BEGIN SOURCE

[GHC DevOps Group] Making GHC's fast release cadence work
John Ericson
john.ericson at obsidian.systems
Tue Jul 2 15:59:32 UTC 2019
Yeah there are many interlocking issues here. I've been thinking about
writing one of those ecosystem proposals about this. Here's some
observations about the status quo for now.
- Frequent releases are a really nice for feature for the community. I
know I, for one, would be less motivated to work on GHC if it would take
a year in some case for my contributions to trickle back to my day job.
Rust releases every 6 *weeks*. I see no reason why we shouldn't aim for
that.
- The GitLab move and switch to CI have made GHC development more
accessible and, temporary Marge Bot issues aside, better scaling. I am
immensely grateful for those that put in the work for that every MR I
write. Going back to annual releases would feel like a regression,
cancelling out some of those gains.
- Base really is a PVP mess. Only the messy guts actually make sense to
pair with GHC releases, a breaking change every time. The "pure" bits
would naturally have *fewer* breaking releases, but *more* non-breaking
releases.
- AMP-like proposals could probably move faster if they weren't tied to
GHC releases. I.e. if multiple GHC releases supported multiple class
hierarchies, people could move at their own pace to some extent, and we
could support faster *and* slower migrations.
- I hope GHC can move in a more modular direction, which by definition
means farming off work to libraries. In other words, I think GHC should
ultimately have the same degree of code reuse as any other Haskell
project. But the current experience with submodules is excruciating, so
no one dealing with GHC every day rightfully has any appetite for that.
It's a pity because once it's done I think it would be *less* work for
the core GHC team, there's just the awkward transition out of today's
monolithic local maximum.
So all this needs leads me to conclude a few things
- Base must be broken up, so it can be released more often than GHC.
Base would continue to exist reexport code in other libraries
exclusively. New users, executables, and legacy code can continue to
depend on base as before, but libraries are encouraged to adopt more
fine-grained dependencies on the underlying libraries.
- the kicker: Any library that wishes to be included in GHC / base *must
share maintainership* with the GHC release team / libraries committee,
respectively/./ That means those groups can release things whenever they
want to unblock themselves.

END SOURCE

» **BRIEF 1**: What observations about the status quo does the mailing-list post list before its conclusions? Summarize each in one sentence.

BEGIN MATERIAL TO PROCESS

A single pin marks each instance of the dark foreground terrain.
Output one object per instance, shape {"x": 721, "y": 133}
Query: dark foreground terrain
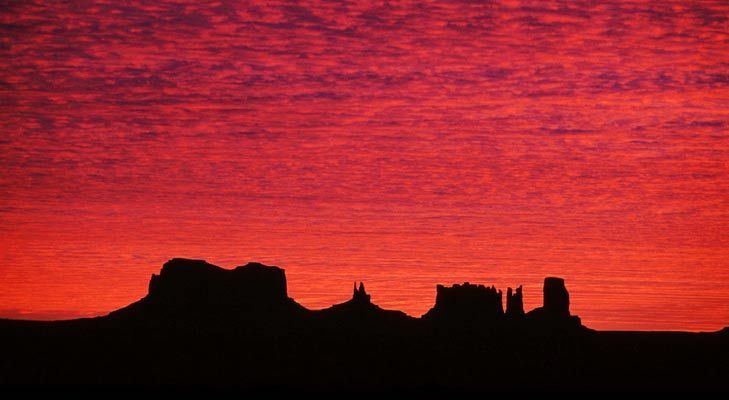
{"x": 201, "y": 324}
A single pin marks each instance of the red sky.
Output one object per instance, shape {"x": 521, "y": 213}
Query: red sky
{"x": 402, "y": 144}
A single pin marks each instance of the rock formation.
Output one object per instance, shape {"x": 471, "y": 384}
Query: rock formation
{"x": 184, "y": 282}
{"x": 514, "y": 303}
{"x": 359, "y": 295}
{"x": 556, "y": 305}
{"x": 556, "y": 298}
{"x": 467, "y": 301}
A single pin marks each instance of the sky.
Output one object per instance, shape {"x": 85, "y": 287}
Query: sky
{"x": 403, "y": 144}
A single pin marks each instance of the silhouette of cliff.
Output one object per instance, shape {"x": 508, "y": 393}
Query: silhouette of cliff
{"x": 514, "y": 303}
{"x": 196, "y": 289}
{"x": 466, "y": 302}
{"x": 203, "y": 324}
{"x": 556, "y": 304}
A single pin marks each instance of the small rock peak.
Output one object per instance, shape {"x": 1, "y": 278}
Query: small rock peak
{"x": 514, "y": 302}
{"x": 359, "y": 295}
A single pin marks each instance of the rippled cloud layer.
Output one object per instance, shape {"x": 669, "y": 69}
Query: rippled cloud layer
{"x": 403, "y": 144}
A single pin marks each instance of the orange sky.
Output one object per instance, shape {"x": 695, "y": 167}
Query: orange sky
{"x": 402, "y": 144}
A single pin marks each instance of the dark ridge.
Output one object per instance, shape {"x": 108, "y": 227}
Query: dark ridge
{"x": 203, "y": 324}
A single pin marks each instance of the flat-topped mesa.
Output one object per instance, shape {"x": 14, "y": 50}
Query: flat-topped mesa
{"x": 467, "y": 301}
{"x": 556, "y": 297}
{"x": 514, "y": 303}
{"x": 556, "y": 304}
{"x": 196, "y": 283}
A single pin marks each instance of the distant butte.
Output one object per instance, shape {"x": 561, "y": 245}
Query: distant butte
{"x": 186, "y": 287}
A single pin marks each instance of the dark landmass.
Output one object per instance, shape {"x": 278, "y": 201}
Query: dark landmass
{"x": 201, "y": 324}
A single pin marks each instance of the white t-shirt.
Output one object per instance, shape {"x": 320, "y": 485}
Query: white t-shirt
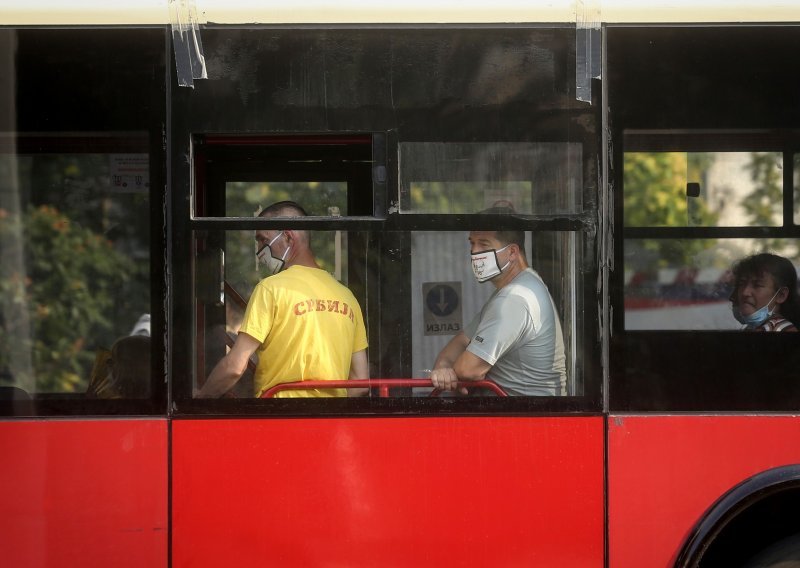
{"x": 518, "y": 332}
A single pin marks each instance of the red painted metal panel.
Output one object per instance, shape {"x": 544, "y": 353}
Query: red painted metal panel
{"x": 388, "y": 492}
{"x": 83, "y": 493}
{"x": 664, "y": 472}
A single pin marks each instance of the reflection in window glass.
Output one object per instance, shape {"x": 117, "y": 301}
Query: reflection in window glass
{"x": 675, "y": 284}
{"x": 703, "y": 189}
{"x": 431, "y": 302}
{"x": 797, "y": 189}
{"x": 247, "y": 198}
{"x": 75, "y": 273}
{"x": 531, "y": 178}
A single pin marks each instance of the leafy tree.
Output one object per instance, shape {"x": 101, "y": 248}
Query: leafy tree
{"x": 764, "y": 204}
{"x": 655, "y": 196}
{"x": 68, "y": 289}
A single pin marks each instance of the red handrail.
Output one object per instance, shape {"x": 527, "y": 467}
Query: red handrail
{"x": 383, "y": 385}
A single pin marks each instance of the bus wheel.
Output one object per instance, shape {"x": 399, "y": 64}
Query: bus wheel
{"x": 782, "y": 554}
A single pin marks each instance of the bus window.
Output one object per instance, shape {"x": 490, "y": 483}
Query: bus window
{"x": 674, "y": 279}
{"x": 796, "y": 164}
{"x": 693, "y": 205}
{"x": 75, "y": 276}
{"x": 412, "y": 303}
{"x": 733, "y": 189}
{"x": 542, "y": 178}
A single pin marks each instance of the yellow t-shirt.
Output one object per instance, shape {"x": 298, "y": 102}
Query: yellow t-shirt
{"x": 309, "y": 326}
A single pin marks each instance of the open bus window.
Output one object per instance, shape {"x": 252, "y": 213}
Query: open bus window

END MATERIAL TO PROCESS

» **BRIEF 2**: Which lines in the entries contain the word "formation"? Find and copy each of them, treating case as significant.

» **RESPONSE 1**:
- Frequent releases are valuable to the community, and GHC should aim for a cadence like Rust's six weeks.
- The GitLab move and the switch to CI made GHC development more accessible and better scaling, so going back to annual releases would feel like a regression.
- Base is a PVP mess: only its messy guts make sense to pair with GHC releases, while the "pure" parts would naturally have fewer breaking releases and more non-breaking ones.
- AMP-like proposals could probably move faster if they weren't tied to GHC releases, so people could migrate at their own pace.
- GHC should move in a more modular direction, with work farmed off to libraries, but the current experience with submodules is excruciating.

» **RESPONSE 2**:
A single pin marks each instance of the rock formation.
Query: rock formation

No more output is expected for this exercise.